[Saved data entries]

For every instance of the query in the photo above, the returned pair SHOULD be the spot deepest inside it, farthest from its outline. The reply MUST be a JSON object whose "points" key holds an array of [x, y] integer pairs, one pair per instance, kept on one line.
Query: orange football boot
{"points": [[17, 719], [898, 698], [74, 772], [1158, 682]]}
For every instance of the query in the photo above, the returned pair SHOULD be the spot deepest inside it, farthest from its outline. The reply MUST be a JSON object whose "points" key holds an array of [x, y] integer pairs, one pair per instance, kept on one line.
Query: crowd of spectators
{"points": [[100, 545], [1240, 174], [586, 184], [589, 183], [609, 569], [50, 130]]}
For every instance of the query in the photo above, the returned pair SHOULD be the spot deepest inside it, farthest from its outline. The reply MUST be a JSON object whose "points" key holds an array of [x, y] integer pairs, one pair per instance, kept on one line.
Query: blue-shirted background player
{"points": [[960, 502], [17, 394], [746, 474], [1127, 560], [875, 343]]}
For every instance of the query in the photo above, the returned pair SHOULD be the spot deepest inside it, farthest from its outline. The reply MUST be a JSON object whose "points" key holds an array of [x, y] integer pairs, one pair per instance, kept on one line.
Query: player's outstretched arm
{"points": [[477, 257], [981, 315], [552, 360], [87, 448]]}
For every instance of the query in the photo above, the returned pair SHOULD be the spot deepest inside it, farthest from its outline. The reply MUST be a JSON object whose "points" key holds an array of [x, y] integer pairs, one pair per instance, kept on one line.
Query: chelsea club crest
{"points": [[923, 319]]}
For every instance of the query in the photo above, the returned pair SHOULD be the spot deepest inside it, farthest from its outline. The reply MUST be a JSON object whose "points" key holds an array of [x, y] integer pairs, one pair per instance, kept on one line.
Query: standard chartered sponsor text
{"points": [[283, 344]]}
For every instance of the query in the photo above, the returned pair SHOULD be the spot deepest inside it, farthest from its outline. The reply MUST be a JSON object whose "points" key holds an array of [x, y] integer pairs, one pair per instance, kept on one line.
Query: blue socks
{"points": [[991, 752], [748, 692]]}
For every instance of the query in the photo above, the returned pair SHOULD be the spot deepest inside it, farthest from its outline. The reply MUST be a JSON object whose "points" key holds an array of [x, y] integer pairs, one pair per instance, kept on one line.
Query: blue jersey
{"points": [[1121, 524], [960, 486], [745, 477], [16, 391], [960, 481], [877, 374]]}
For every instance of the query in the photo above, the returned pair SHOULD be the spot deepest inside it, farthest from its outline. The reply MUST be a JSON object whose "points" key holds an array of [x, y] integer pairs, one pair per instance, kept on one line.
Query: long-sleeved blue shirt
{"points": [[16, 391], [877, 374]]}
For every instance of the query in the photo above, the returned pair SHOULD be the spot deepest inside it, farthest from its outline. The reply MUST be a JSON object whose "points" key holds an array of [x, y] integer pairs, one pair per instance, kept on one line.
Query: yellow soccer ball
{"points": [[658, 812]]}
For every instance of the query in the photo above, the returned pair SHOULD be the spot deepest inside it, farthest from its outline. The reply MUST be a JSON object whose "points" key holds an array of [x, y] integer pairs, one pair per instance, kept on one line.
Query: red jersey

_Task details_: Reproduce the entries above in full, changing each occurrence of "outline" to "boundary" and leaving everything else unaltered.

_Solution to this problem_:
For every instance of the query in the photo above, the returned pair SHOULD be the spot deepest inside it, farthest from its boundary. The reply MUST be a JSON object whose "points" key holds an array of [x, y] integer pairs, one pair per instance, kept on one line.
Query: orange football boot
{"points": [[17, 719], [898, 698], [74, 772], [1158, 682]]}
For every instance of the query in the photo above, the returned pair SHOULD be the spot deepest inside it, farthest from its boundary. The reply MUST be a JSON object whose "points" key holds an array of [x, y] integer pairs, one pair per instance, kept on one line.
Query: crowd of spectators
{"points": [[100, 545], [1240, 174], [586, 184], [589, 183], [609, 569], [50, 130]]}
For every instance of the query in the photo above, the returned pair SHOULD be the spot deepest inside it, farthest from its boundary. The reply MUST be a JSON object whose "points" key holds an array of [x, y] integer pairs, one pair per instance, kept on one line.
Query: blue-shirted background player
{"points": [[960, 502], [17, 394], [746, 474], [1127, 560], [875, 343]]}
For every instance of the query in the photo above, the returned pair SHOULD be the spot deepest inside it, farthest from its boundary. The reply MUST be a JSON object whose "points" key holds an array of [x, y] integer pairs, one pair per instance, kept on one line.
Query: player's outstretched arm
{"points": [[477, 257], [981, 315], [552, 360], [87, 448]]}
For every instance of the query in the photo above, the returned pair SHOULD be the spot deepest inside it, farthest from its boundary. The reply MUST be a JSON object whose "points" key holds an array of [x, y] integer pairs, one pair per instance, kept on one line.
Query: chelsea club crest
{"points": [[923, 319]]}
For every instance of the query in the photo above, the returned pair SHOULD be the spot deepest inside it, farthest from its boundary. The reply MUST be a JSON object whose "points" key holds an array of [x, y] integer pairs, one pair per instance, kept on one line.
Query: standard chartered sponsor text
{"points": [[283, 344]]}
For every instance of the query in the photo above, the returned pair SHOULD be the spot deepest inside it, farthest from its boundary. The reply MUST be a JSON object whose "points" key holds an array of [x, y] integer pairs, one pair per instance, kept on one line.
Query: blue socks
{"points": [[991, 752], [748, 692]]}
For every instance of the query in the photo above, the returned pair SHOULD be the spot deepest inside it, farthest from its boundary. The reply MUST be a JSON object whose "points" key holds an array of [x, y] integer pairs, one pair per instance, kept on one line.
Query: blue jersey
{"points": [[1121, 524], [960, 486], [745, 477], [16, 391], [960, 481], [877, 374]]}
For every instance of the query in the photo above, the returned pair SHOULD be the spot deepest inside it, farthest from its boundary. The reply MUST be a JSON object whose "points" key holds an array of [x, y] integer pairs, one pair per instance, kept on one line.
Query: long-sleeved blue shirt
{"points": [[16, 391], [877, 374]]}
For every instance of the query in the photo above, the returned pair SHOULD be the spot deepest inside it, farthest from its boundary. The reply MUST be a JSON object whose "points" key holds an array of [x, y] integer pairs, one pair per instance, kept on one line.
Query: yellow soccer ball
{"points": [[658, 812]]}
For every instance of the query in the photo above, the returned pair SHOULD be the spot deepest inside it, farthest from its boundary. The reply MUST be a JSON object whose "points" key holds an array of [x, y] integer pairs, one pair per instance, kept on one line.
Query: red jersey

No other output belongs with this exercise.